==== Material supplied

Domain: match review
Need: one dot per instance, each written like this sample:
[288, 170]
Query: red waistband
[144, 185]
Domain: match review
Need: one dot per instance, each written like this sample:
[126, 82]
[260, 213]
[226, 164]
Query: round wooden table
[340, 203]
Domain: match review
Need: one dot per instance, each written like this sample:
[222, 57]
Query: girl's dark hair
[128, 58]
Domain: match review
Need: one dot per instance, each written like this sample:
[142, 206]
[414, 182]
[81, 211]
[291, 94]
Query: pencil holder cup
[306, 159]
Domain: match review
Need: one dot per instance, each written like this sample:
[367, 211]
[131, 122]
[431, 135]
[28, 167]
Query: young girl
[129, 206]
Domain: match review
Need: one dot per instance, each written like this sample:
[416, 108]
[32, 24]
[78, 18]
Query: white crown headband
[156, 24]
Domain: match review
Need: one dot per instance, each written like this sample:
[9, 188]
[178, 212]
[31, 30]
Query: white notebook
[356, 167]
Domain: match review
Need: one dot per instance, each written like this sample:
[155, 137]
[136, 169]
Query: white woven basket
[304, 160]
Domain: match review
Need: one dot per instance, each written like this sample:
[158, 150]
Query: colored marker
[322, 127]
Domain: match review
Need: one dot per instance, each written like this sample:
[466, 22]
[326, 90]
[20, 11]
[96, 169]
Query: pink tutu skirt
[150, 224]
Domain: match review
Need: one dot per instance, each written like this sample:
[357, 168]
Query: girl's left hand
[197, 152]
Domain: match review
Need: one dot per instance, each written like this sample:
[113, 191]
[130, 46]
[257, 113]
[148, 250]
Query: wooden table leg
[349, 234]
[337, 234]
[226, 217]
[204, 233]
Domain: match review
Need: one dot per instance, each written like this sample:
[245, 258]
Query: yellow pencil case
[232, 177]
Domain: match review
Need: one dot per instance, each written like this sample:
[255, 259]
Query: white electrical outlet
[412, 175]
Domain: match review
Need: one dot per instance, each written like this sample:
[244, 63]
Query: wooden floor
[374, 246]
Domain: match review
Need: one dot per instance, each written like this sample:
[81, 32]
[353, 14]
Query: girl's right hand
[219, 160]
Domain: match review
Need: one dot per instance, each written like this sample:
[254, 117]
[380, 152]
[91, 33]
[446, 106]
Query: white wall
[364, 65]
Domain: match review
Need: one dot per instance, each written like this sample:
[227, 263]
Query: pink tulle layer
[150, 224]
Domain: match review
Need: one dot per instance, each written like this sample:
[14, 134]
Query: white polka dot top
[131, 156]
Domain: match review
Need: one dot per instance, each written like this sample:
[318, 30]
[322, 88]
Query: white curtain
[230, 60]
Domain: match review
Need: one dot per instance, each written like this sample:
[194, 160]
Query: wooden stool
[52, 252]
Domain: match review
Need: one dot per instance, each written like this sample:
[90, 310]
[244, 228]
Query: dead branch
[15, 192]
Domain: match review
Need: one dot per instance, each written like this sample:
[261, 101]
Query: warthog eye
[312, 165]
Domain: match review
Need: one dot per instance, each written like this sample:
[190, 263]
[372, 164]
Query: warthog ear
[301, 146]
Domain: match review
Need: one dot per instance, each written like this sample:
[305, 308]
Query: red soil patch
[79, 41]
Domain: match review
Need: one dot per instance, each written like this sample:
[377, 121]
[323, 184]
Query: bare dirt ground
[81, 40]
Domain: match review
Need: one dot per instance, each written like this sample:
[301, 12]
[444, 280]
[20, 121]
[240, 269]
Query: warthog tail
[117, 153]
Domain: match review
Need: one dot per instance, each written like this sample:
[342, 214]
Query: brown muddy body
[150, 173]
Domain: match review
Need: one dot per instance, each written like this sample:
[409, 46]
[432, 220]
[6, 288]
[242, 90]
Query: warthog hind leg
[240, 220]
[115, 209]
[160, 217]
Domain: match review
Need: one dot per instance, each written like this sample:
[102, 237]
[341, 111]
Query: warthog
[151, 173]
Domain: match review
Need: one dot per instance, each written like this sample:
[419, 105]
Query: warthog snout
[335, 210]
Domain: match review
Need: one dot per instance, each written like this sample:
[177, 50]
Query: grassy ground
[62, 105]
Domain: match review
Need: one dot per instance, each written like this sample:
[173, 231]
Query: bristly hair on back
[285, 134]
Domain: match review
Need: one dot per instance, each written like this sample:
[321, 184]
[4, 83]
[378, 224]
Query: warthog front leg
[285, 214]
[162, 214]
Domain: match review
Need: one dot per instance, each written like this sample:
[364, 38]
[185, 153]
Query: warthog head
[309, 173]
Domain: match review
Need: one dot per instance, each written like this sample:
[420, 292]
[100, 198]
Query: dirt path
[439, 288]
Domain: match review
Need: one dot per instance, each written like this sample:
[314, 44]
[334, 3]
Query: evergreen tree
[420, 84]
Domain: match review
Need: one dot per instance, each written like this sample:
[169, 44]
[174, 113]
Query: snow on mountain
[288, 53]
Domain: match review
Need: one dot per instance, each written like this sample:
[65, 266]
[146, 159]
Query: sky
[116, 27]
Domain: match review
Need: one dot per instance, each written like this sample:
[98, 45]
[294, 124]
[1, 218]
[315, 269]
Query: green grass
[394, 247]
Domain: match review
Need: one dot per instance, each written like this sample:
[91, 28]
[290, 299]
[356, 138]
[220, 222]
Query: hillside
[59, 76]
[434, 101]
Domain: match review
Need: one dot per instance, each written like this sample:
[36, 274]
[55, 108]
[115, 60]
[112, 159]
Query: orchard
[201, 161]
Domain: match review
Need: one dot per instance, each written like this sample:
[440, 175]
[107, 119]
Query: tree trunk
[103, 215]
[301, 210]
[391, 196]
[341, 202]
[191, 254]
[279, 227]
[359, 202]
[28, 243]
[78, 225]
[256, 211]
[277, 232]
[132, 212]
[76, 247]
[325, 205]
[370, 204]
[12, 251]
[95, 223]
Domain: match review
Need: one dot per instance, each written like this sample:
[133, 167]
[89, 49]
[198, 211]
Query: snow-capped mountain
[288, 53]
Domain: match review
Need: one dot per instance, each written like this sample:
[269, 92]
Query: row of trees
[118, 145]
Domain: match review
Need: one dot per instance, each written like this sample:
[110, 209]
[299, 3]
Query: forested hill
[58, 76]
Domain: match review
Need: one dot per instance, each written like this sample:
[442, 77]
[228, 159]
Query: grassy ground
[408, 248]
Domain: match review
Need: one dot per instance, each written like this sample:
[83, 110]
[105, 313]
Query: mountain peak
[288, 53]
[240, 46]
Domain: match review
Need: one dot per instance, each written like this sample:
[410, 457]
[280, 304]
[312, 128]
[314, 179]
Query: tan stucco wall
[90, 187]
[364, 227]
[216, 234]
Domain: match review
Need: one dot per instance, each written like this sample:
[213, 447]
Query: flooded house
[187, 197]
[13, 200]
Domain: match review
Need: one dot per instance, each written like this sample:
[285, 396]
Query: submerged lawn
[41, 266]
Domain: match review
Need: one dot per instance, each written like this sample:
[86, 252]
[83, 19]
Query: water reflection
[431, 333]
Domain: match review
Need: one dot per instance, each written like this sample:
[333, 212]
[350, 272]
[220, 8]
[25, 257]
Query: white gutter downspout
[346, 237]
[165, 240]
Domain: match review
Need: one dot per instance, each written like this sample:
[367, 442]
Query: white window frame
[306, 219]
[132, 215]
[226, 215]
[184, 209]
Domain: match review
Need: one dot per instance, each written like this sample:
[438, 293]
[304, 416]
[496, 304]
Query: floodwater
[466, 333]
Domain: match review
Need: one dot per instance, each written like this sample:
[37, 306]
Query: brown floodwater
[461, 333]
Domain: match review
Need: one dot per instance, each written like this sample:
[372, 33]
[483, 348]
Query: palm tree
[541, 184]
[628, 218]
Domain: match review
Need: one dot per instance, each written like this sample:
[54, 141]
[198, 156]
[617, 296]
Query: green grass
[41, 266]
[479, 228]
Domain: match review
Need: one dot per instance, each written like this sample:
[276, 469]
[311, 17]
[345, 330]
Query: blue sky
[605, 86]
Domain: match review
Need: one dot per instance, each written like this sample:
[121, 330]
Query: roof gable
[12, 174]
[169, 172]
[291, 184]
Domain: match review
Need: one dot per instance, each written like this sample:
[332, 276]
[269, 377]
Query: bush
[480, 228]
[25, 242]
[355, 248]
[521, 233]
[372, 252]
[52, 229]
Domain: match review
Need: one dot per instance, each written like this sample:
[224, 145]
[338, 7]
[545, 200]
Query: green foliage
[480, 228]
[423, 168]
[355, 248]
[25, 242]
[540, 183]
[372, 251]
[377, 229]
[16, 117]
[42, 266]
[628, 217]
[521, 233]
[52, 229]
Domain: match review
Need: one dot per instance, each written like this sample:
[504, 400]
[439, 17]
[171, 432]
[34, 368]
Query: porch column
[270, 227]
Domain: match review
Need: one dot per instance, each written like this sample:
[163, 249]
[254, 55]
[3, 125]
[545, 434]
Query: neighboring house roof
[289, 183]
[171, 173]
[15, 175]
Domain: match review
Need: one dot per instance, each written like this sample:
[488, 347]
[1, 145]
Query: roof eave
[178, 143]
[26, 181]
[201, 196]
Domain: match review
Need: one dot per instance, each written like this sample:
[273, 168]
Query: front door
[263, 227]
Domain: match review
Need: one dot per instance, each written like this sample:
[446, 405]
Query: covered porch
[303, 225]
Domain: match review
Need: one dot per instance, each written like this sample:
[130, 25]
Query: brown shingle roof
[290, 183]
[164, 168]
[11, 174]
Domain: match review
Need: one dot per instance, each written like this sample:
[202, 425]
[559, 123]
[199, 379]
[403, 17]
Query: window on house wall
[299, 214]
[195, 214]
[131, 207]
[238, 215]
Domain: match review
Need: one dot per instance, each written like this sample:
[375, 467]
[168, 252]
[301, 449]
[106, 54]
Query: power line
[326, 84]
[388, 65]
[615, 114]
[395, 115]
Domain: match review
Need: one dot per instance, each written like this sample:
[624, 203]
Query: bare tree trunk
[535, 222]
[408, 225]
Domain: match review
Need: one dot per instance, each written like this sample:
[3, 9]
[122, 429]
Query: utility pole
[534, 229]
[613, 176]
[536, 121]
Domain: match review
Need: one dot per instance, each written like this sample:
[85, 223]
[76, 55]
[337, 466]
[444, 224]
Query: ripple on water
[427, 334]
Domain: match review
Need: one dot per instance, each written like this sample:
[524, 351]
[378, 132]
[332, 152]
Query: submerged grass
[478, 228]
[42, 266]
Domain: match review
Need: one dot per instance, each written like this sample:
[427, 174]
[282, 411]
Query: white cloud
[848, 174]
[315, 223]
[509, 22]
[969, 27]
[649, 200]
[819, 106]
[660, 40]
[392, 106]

========

### Task goal
Pull out each line of the material containing the string "wall", and copy every such line in full.

### Exercise response
Query: white wall
Query: tan stucco wall
Query: window on house wall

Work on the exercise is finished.